[[ Exercise data open ]]

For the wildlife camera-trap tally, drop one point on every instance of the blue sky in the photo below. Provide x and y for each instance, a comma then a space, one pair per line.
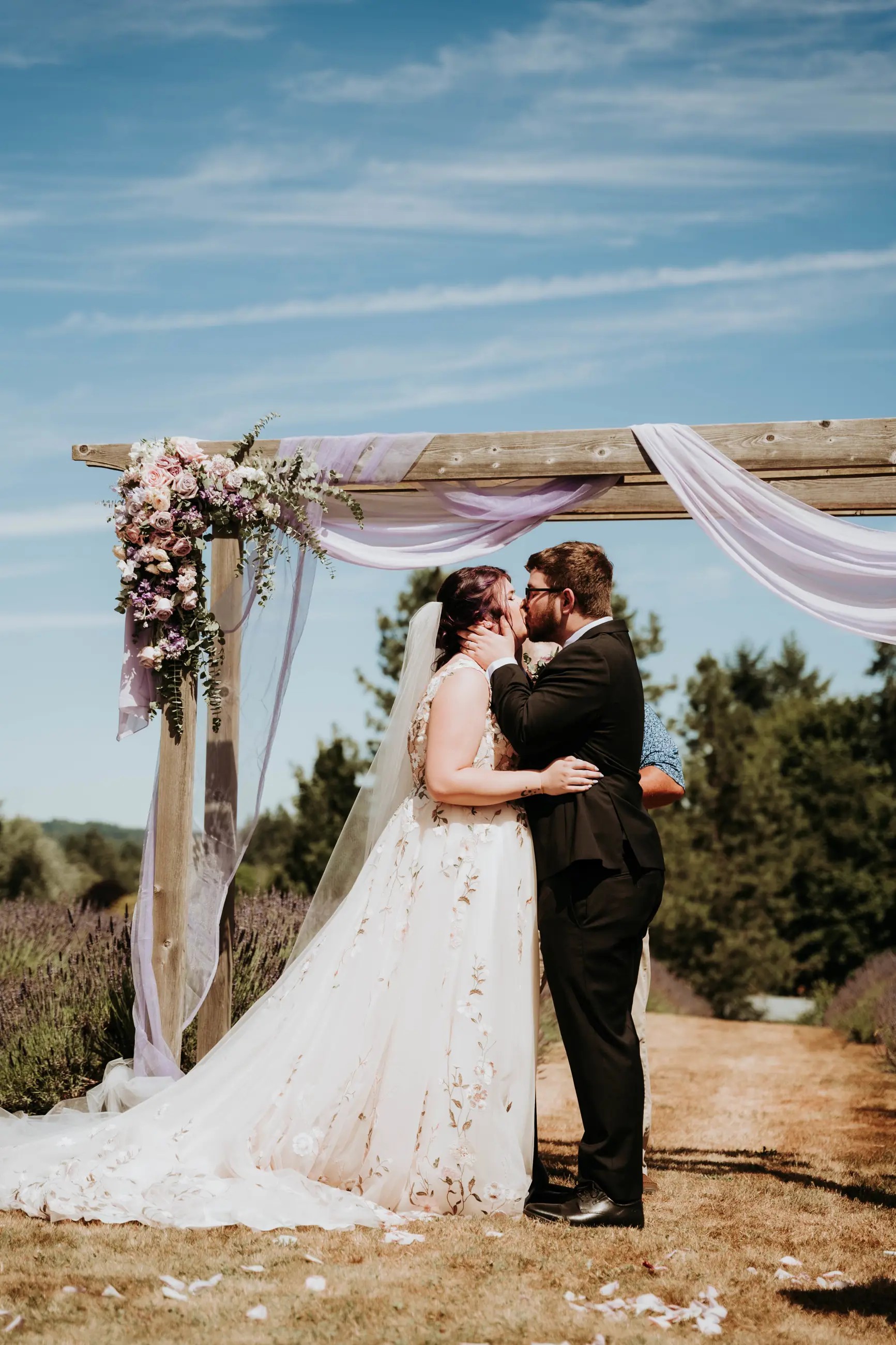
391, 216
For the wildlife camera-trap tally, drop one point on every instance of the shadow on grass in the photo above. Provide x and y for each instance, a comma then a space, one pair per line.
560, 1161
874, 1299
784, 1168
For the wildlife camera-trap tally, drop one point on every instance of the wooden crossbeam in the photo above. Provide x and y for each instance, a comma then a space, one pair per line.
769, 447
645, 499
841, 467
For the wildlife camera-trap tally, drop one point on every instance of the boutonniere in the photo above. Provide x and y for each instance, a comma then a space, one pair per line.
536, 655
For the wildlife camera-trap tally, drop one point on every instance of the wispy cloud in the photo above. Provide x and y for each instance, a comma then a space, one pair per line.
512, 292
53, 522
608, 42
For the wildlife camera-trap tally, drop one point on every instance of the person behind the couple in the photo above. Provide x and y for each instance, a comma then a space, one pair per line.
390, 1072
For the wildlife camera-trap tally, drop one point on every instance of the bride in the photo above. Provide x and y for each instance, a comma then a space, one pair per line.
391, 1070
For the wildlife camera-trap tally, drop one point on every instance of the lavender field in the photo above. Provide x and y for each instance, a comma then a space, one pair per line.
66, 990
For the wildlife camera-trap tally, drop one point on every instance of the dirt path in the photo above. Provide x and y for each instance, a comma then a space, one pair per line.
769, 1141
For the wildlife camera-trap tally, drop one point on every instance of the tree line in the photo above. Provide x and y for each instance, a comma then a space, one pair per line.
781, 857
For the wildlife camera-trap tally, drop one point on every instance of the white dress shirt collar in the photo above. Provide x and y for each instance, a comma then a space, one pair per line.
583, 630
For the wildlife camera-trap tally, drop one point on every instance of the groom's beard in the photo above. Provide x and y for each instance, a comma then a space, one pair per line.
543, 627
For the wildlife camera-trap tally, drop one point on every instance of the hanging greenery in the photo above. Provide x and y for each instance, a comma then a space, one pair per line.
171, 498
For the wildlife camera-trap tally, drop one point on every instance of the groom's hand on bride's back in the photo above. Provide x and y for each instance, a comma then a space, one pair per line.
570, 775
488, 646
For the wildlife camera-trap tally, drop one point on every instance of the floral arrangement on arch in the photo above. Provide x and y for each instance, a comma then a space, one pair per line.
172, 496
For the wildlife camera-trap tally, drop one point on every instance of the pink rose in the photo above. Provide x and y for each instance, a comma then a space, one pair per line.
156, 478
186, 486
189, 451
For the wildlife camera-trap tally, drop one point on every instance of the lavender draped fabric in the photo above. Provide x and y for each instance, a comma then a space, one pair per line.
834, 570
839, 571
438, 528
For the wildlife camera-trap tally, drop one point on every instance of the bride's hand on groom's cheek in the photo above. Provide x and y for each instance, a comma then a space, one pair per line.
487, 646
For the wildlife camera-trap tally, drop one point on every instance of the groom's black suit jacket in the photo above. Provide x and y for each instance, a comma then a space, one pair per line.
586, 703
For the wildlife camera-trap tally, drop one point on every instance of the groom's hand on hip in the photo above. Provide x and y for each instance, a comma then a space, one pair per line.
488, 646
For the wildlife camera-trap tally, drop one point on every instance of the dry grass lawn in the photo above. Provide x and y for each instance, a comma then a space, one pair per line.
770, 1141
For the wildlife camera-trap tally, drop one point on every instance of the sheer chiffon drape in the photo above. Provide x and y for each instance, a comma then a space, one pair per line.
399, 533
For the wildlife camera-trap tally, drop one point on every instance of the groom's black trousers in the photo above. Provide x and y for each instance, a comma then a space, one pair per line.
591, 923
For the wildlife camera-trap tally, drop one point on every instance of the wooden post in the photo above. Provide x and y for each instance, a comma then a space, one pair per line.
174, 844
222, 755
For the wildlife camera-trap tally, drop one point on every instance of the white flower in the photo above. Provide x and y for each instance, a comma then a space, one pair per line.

[[ Exercise data closed ]]

- Assignment: Output all of the data above exactly; no pictures should appear.

- Answer to the exercise:
For the wildlife camera-trap tally, drop one point on every instance of the blue sky in the photo below. Provide x and y for each instance, a comma then a space, one pair per line.
391, 216
For the wildlife camera-trap tally, drop one point on every instance of the shadow on grass in the photo above. Provide x and y for each instance, a comma then a space, one pair per line.
560, 1161
874, 1299
784, 1168
For the wildlife camera-trap tally, drop one point on every instance of the wooden crossbeam in the photo above. Provide x and y for each instance, a comma then a space, one pair per line.
769, 447
645, 499
841, 467
For the wildlife camera-trap tally, drop one point on every instance of the boutonniere in the photo above. Provide x and y for each instance, a comma then a space, one pair per line.
536, 655
For the wildlife camera-trap tally, drop one point on every instance of the wispy cloud in the photo above. Provide x and y for each instance, a comma then a space, one pair per line.
512, 292
53, 522
608, 42
For the wildlife camera-trap tally, drop one point on every instance of the person behind the couple in the photo above. Provide x and y for each instance, a comma then a space, one pair per line.
390, 1072
For the wildlife camera-trap tally, drop one point on every instance of the bride in the photo above. Provide x and y for each instance, a comma then a space, one pair per line.
391, 1070
For the wildlife camera-trap tally, drop one point on every instance of the lavender field in the photo above. Provide x and y for each instance, a comma then a space, one pair per line.
66, 990
For the wildlife camera-trap tally, drop one point on every instance of the dirt path in the photo above. Provide x and y for each instance, a comma then a space, one pair per line.
769, 1141
For the wildlife camera-trap tally, drop one point on every instance of the tree line in the photo above. Provide x and y for each instance, a comma then a space, one pair per line.
781, 857
For the wildlife camera-trap tally, drop one point on every instance of the white dress shirt collar in the photo above. Provide x and y for each instance, a comma then a space, one pair per line.
583, 630
For the wildlife camera-trap tally, drop one point on every instance of the groom's beard in the photo above. Provide x and y for each instance, a comma then a space, one pair per line.
543, 627
For the wildlife camera-trap tally, drop one point on every instance of the hanging greenery in the photo above. Provide x and y for each instance, a comma then a space, one pair per line.
171, 498
For the wildlife camera-trap tally, drop one point on every instance of the groom's hand on bride's back in the photo above. Provide x and y for each instance, a comma then a space, one pair per line.
570, 775
488, 646
For the wildlife camera-trap tally, drop one point on every instance of the floral arrangement on arch in the photo above. Provide x and y for each instance, a comma then a space, one pair per line.
172, 496
For the wildlife camera-trap tally, drop one point on every instance of the pink rose in the photo above. Provide x and y for each instance, a comma then a space, one pair per line.
156, 478
186, 486
189, 451
For the wildlife camera-trap tally, drop one point on every instance of the lavender draped fabric in the photo above. Provide x and y for each instance, a comma then a space, one pair per line.
834, 570
839, 571
438, 528
For the wildlife camera-trap tally, drop one point on every instance of the bride's hand on groom's cheek in the photo above. Provide x and y for each instance, a comma then a space, one pair per line.
487, 646
For the wildlife camera-trap tally, drop one point on every instance of the groom's black suit jacket in the photo above. Provide x and y for each instance, a comma then a space, one pair per line.
586, 703
For the wildlife camera-trap tally, drop one point on every instance of the groom's hand on hip in the photo above. Provide x and y for each instance, a comma then a space, one pair per line.
488, 646
For the wildlife camera-trap tally, drop one point on every instance of the dry grass lawn in the photo above. Provide x and y for each instance, a comma then a space, one pair per line.
770, 1141
For the wildlife camera-trap tally, drop one point on every instance of the sheer chiffon drape in the photo above. Provide x and y for each instance, a comma then a space, one pair per line.
399, 533
For the wildlife camera-trap tally, drop one point on every instance of the groom's black trousers in the photo above. Provide x and y for each instance, a comma then a space, one pair per line.
591, 923
For the wildlife camera-trap tally, drop one point on every instance of the wooden post in the photo above. Provide x and y for each instance, a comma then a space, one pair per line.
174, 844
222, 755
For the wildlife camera-trap tally, drop one point on every instance of the white flower in the photo above. Provide x and y for each instance, a comma then a space, one pair per line.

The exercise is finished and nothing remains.